● Objective 1:
In the OOP discussion, what does a big enough OOP system inevitably converge towards?
● Objective 2:
Rewrite the stretch of the OOP discussion from "That's not to" through "freeform data independently, not architecturally chained to it.", putting "type checking" wherever "typing" appears.

● Text segment:
[start]
Unfortunately, while OOP promises code reuse, it usually makes it worse by introducing boundaries as static architecture.
OOP's core tenet of "speciating" processing via inheritance in the hope of sharing subprocesses does precisely the opposite; defining "is-a" relationships, by definition, excludes sharing similar processing in a different context, and subclassing only makes it worse by further increasing specialisation. So we have adapters, factories, dependency injection, and so on to cope with the coupling of data and code. A big enough OOP system inevitably converges towards "God objects" where all potential states are superimposed.
On top of this, OOP requires you to carefully consider ontological categories to group your processing in the guise of "organising" your solution. Sometimes this is harder than actually solving the problem, as this static architecture has to somehow be both flexible yet predict potential future requirements without being overengineered. That's necessary because the cost to change OOP architectures is proportional to the amount of it you have.
Of course, these days most people say not to use deep inheritance stacks. So, what is OOP left with? Organising code in classes? Sounds good in theory, but again this is another artificial constraint that bakes present and future assumptions into the code. A simple parsing rule like UFCS does the job better IMHO without imposing structural assumptions.
Data wants to be pure, and code should be able to act on this free-form data independently, not architecturally chained to it.
Separating code and data lets you take advantage of compositional patterns much more easily, whilst also reducing structural coupling and thus allowing design flexibility going forward.
That's not to say we should throw out typing - quite the opposite, typing is important for data integrity. You can have strong typing without coupled relationships.
Personally, I think that grouping code and data types together as a "thing" is the issue.
> Data wants to be pure, and code should be able to act on this freeform data independently, not architecturally chained to it.
If behaviors are decoupled from the data they operate on, you risk a procedural programming style lacking the benefits of encapsulation. This can increase the risk of data corruption and reduce data integrity...
Behaviours don't have to be decoupled from the data they operate on. If I write a procedure that takes a particular data type as a parameter, it's a form of coupling.
However, there's no need to fuse data and code together as a single "unit" conceptually as OOP does, where you must have particular data structures to use particular behaviours.
For example, let's say I have a "movement" process that adds a velocity type to a position type. This process is one line of code. I can also use the same position type independently for, say, UI.
To do this in an OOP style, you end up with an "Entity" superclass that subclasses to "Positional" with X and Y, and another subclass for "Moves" with velocity data. These data types are now strongly coupled and everything that uses them must know about this hierarchy.
UI in this case would likely have a "UIElement" superclass and different subclass structures with different couplings. Now UI needs a separate type to represent the same position data. If you want a UI element to track your entity, you'd need adapter code to "convert" the position data to the right container to be used for UI. More code, more complexity, less code sharing.
Alternatively, maybe I could add position data to "Entity" and base UI from the "Positional" type.
[end]
● Data excerpt:
[start]
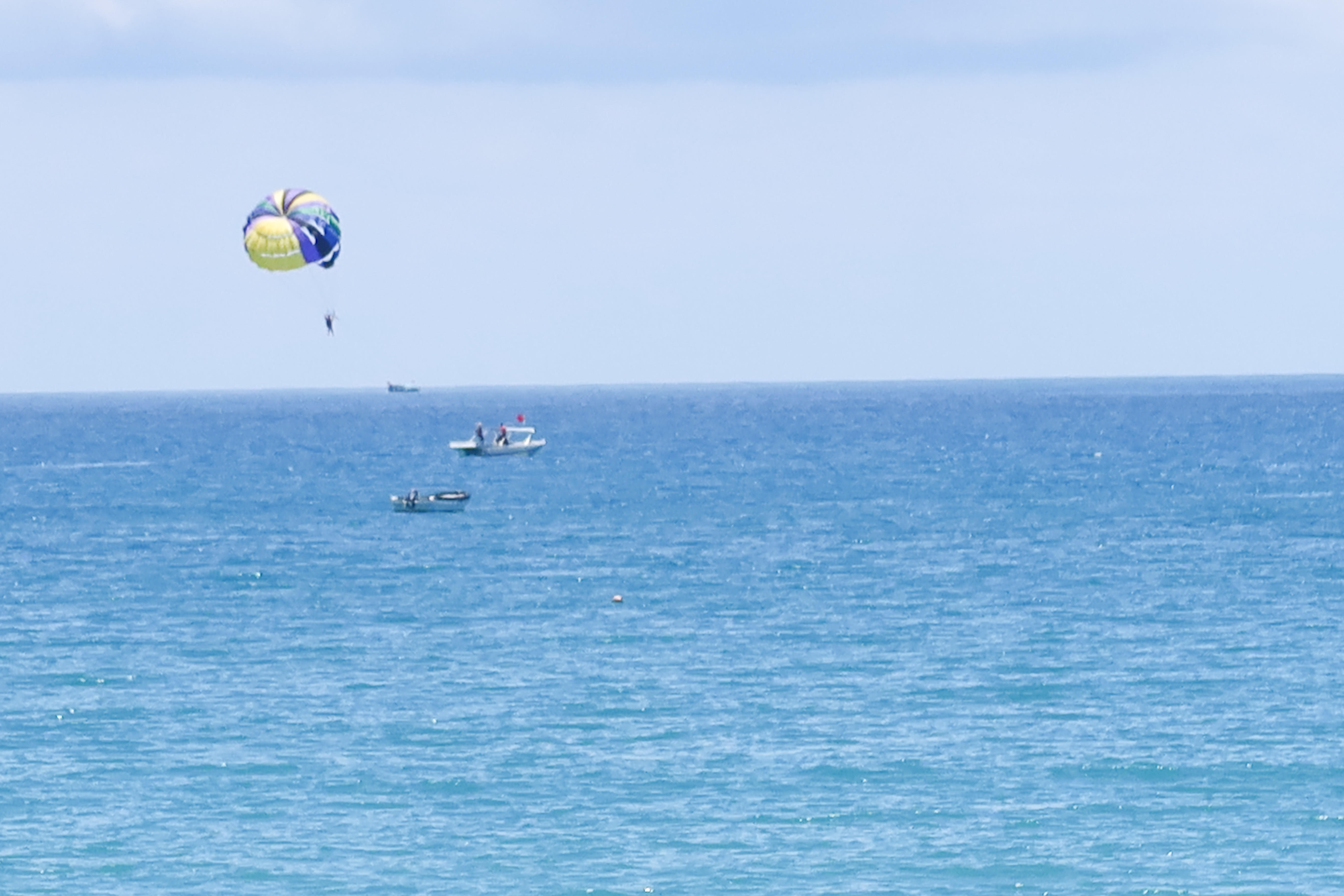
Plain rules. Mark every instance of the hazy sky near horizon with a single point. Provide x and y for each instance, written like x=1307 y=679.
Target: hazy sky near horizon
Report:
x=632 y=193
[end]
● Worked answer 1:
"God objects" where all potential states are superimposed.

● Worked answer 2:
That's not to say we should throw out type checking - quite the opposite, type checking is important for data integrity. You can have strong type checking without coupled relationships.
Personally, I think that grouping code and data types together as a "thing" is the issue.
> Data wants to be pure, and code should be able to act on this freeform data independently, not architecturally chained to it.